### GOAL OF THE EXERCISE
From the data below, repeat exactly the lines from the line with "red-roofed house, with integer pixel coordinates." to the line with "Expected output: a single point for each instance of the bright", both included.

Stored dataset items
■ ■ ■
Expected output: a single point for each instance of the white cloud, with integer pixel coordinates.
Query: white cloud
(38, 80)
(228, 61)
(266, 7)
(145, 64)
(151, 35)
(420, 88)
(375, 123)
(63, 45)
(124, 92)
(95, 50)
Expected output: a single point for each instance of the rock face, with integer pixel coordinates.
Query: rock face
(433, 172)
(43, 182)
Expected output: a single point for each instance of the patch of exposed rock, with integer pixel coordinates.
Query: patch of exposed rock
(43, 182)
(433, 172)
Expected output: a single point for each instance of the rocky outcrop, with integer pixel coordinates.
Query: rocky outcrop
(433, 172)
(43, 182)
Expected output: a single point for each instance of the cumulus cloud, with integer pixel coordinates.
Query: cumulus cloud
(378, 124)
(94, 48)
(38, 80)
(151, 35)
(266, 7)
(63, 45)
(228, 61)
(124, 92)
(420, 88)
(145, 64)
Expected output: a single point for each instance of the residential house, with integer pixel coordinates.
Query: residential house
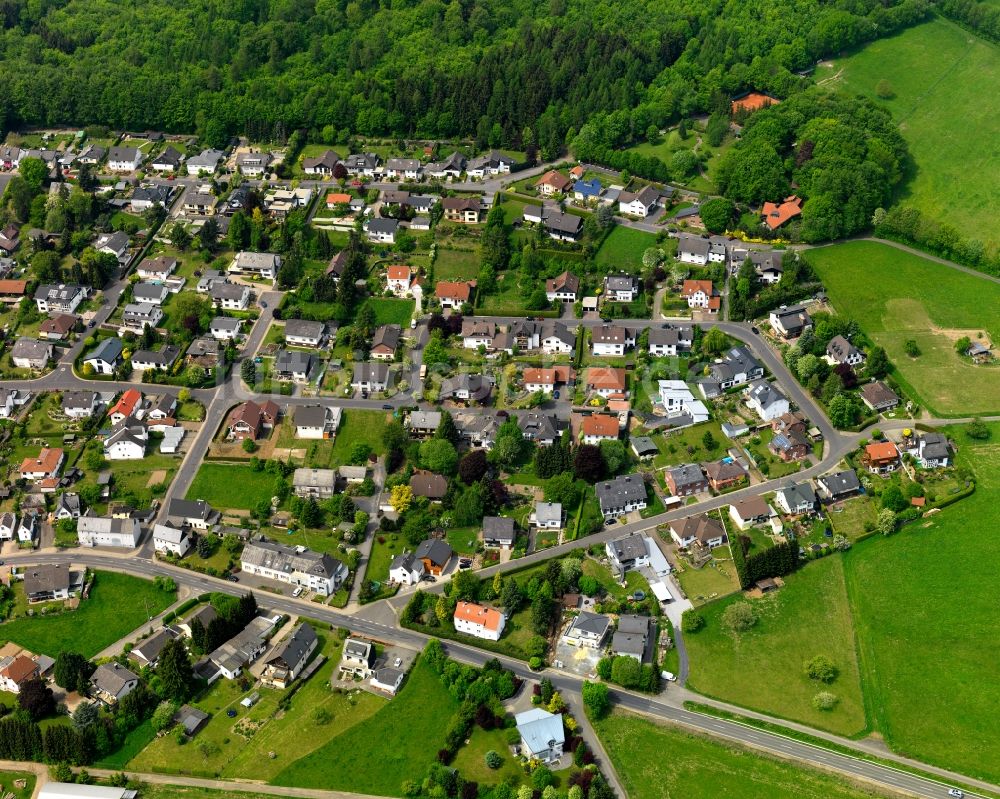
(316, 571)
(50, 298)
(47, 582)
(838, 485)
(80, 404)
(316, 421)
(640, 203)
(879, 397)
(106, 357)
(620, 288)
(701, 294)
(631, 639)
(552, 183)
(498, 531)
(599, 427)
(562, 288)
(435, 554)
(547, 516)
(294, 365)
(623, 494)
(370, 377)
(314, 483)
(725, 473)
(229, 296)
(479, 621)
(58, 327)
(790, 322)
(207, 161)
(454, 294)
(466, 210)
(169, 539)
(686, 480)
(257, 265)
(406, 569)
(194, 513)
(777, 214)
(289, 658)
(321, 164)
(881, 457)
(250, 420)
(94, 531)
(29, 353)
(611, 340)
(385, 342)
(750, 512)
(47, 464)
(124, 159)
(766, 400)
(426, 484)
(224, 328)
(840, 350)
(797, 498)
(702, 529)
(931, 450)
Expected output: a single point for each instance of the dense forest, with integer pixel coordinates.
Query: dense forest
(509, 72)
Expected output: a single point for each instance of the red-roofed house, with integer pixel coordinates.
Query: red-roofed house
(776, 214)
(125, 407)
(47, 464)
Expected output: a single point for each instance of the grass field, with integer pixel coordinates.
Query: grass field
(763, 668)
(394, 745)
(118, 604)
(930, 672)
(623, 249)
(656, 761)
(896, 296)
(939, 74)
(227, 486)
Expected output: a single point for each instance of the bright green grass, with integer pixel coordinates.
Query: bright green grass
(394, 745)
(940, 75)
(656, 761)
(623, 249)
(928, 628)
(118, 604)
(227, 486)
(897, 296)
(763, 668)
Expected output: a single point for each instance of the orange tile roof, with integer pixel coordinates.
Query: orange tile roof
(606, 377)
(600, 425)
(48, 461)
(477, 614)
(776, 214)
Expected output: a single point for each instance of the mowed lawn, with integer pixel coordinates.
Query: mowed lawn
(656, 761)
(394, 745)
(763, 668)
(939, 74)
(227, 486)
(896, 296)
(623, 249)
(926, 605)
(118, 604)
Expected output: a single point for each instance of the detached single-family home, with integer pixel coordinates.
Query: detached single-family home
(406, 569)
(498, 531)
(703, 529)
(797, 498)
(479, 621)
(29, 353)
(542, 734)
(840, 350)
(167, 538)
(623, 494)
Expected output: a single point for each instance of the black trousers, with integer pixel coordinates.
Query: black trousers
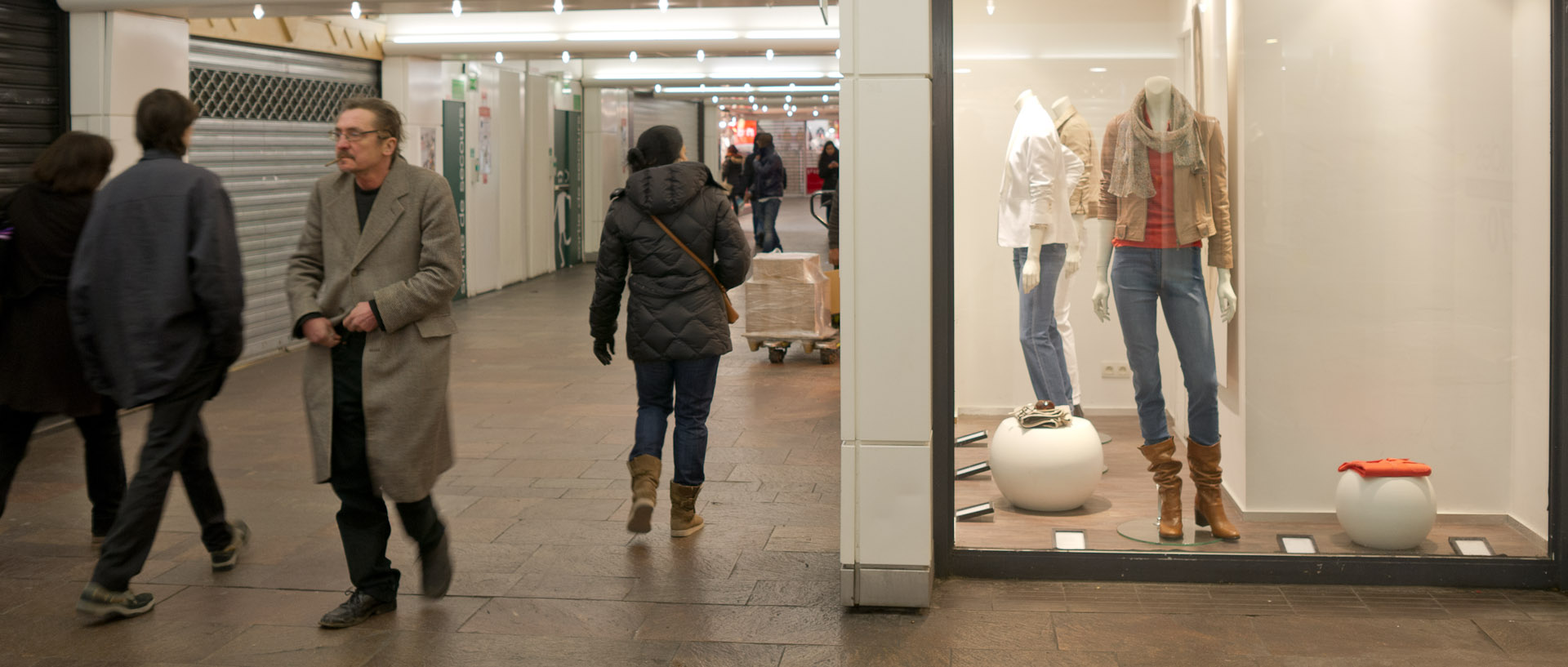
(363, 517)
(176, 442)
(104, 459)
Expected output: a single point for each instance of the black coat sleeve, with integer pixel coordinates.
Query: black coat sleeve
(731, 249)
(608, 279)
(216, 273)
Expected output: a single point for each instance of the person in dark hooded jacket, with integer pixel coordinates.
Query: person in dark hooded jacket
(676, 323)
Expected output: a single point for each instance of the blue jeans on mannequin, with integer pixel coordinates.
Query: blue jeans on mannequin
(764, 216)
(684, 389)
(1037, 326)
(1174, 278)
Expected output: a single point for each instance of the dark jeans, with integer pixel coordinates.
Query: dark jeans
(104, 459)
(176, 442)
(687, 390)
(363, 517)
(764, 218)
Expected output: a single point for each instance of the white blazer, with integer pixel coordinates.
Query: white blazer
(1037, 182)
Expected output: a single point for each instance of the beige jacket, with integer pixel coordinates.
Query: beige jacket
(410, 260)
(1203, 201)
(1079, 138)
■ ■ ■
### TASK SOLUTION
Expected output: a single point for each instance of the red-roofed house, with integer pixel coordinates.
Query: red-roofed house
(776, 214)
(125, 407)
(47, 464)
Expected output: a single point for each instance of the grass field, with integer pixel coordinates.
Query: grass field
(763, 668)
(394, 745)
(118, 604)
(930, 672)
(623, 249)
(656, 761)
(896, 296)
(939, 74)
(227, 486)
Expected output: a single point for each instance of the bright green grass, with integer pixel coordinates.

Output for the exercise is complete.